* Requirement 1 *
Check statements (a), (b), and (c) against the passage on buyout lenders. For each, answer yes or no and quote the exact words of the passage that decide it.
(a) Junk bonds have won back nearly all of this year's losses.
(b) Debt with the lowest ratings has rebounded faster than the rest of the credit market.
(c) The March turmoil halted dealmaking for close to two months.
* Requirement 2 *
Rewrite part of the passage on buyout lenders, swapping "pandemic" for "virus outbreak". Begin at the words "Bankers who finance" and stop after "Radio Systems Corp.".
--- Source passage Enclosed Below ---
Bankers who finance leveraged buyouts are helping private equity firms tiptoe back to the credit markets. But they’re not buying into the recent euphoria.
Many of Wall Street’s biggest underwriters were forced to mark down the value of their loan portfolios as the pandemic sent stocks and other risk assets into a tailspin in March, leading to a nearly two-month freeze in dealmaking. As conditions improve, the lenders are building better protections into LBOs they sign up for, including those for Spanish phone provider Masmovil Ibercom SA and pet products company Radio Systems Corp.
Their newfound caution may seem at odds with the ebullient state of credit markets. Junk bonds have recouped nearly all of their losses this year, and more than $100 billion of the high-risk securites have been sold since the beginning of April. But for debt with the lowest ratings -- the jet fuel in private equity deals -- the rebound has been slower, keeping lenders on edge.
--- End of Enclosed Source passage ---
--- Information shown Enclosed Below ---
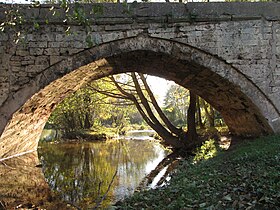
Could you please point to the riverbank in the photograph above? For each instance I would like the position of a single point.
(245, 177)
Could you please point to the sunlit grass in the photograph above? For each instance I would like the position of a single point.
(206, 151)
(247, 177)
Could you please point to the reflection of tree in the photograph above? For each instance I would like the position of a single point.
(82, 172)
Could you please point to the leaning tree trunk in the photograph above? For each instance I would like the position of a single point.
(200, 123)
(191, 133)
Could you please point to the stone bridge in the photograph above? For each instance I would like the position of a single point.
(228, 53)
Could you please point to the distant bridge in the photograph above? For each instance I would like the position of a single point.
(228, 53)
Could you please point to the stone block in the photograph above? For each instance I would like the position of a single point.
(36, 51)
(40, 44)
(51, 51)
(42, 60)
(22, 52)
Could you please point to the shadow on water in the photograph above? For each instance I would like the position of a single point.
(82, 173)
(23, 185)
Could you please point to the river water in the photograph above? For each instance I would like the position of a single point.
(85, 173)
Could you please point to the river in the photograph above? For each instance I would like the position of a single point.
(85, 173)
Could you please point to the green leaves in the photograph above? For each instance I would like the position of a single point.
(244, 178)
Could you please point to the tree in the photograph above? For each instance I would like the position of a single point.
(134, 88)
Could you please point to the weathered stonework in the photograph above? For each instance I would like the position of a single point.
(228, 53)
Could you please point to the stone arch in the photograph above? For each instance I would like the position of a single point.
(241, 103)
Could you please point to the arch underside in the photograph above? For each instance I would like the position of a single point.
(203, 73)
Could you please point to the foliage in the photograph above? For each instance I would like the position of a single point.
(89, 109)
(176, 104)
(206, 151)
(246, 177)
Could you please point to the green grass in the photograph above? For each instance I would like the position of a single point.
(246, 177)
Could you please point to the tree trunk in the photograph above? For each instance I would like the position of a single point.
(166, 121)
(200, 123)
(150, 119)
(209, 116)
(191, 133)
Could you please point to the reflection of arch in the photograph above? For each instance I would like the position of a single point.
(224, 87)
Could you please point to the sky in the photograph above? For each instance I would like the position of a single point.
(159, 86)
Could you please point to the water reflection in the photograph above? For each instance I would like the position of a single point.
(82, 172)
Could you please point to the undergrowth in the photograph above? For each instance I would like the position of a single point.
(246, 177)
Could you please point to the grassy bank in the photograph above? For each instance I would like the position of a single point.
(245, 177)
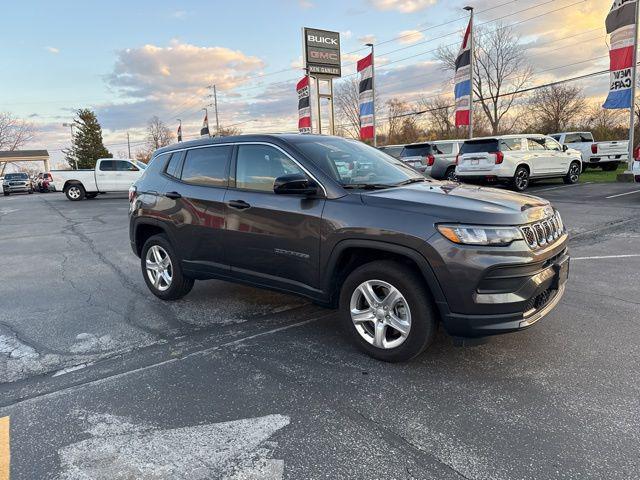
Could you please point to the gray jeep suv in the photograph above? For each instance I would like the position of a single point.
(351, 228)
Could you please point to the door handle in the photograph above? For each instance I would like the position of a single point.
(238, 204)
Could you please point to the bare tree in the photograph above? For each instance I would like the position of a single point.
(14, 133)
(402, 124)
(439, 114)
(158, 134)
(556, 107)
(500, 67)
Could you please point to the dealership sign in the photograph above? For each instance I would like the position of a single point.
(322, 52)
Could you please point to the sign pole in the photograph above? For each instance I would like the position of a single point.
(632, 109)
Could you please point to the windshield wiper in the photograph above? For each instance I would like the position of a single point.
(411, 180)
(366, 186)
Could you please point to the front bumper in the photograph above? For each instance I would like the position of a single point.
(493, 291)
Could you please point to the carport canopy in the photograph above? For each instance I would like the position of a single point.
(14, 156)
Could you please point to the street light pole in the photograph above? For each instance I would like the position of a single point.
(70, 125)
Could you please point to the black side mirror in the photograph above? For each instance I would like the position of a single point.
(295, 184)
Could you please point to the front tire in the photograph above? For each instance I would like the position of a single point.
(521, 179)
(75, 192)
(573, 175)
(450, 174)
(386, 308)
(162, 271)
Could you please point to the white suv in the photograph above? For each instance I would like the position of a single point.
(516, 160)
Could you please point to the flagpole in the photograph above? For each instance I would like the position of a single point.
(471, 64)
(632, 110)
(373, 94)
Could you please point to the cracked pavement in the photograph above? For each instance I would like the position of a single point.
(98, 376)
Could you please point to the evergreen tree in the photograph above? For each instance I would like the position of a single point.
(87, 146)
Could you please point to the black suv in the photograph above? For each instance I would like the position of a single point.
(349, 227)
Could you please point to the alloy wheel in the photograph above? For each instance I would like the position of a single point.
(574, 173)
(74, 192)
(159, 268)
(522, 179)
(380, 314)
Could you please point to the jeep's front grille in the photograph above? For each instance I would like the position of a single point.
(542, 233)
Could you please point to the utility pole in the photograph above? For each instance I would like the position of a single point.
(373, 93)
(471, 72)
(214, 95)
(632, 107)
(70, 125)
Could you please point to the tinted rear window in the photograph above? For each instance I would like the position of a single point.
(16, 176)
(416, 151)
(207, 166)
(479, 146)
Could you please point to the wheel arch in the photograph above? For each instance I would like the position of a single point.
(145, 229)
(348, 255)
--- End of Enclosed Information shown ---
* Result 1 *
(a) Yes: "Junk bonds have recouped nearly all of their losses this year"
(b) No: "for debt with the lowest ratings -- the jet fuel in private equity deals -- the rebound has been slower"
(c) Yes: "leading to a nearly two-month freeze in dealmaking"

* Result 2 *
Bankers who finance leveraged buyouts are helping private equity firms tiptoe back to the credit markets. But they’re not buying into the recent euphoria.
Many of Wall Street’s biggest underwriters were forced to mark down the value of their loan portfolios as the virus outbreak sent stocks and other risk assets into a tailspin in March, leading to a nearly two-month freeze in dealmaking. As conditions improve, the lenders are building better protections into LBOs they sign up for, including those for Spanish phone provider Masmovil Ibercom SA and pet products company Radio Systems Corp.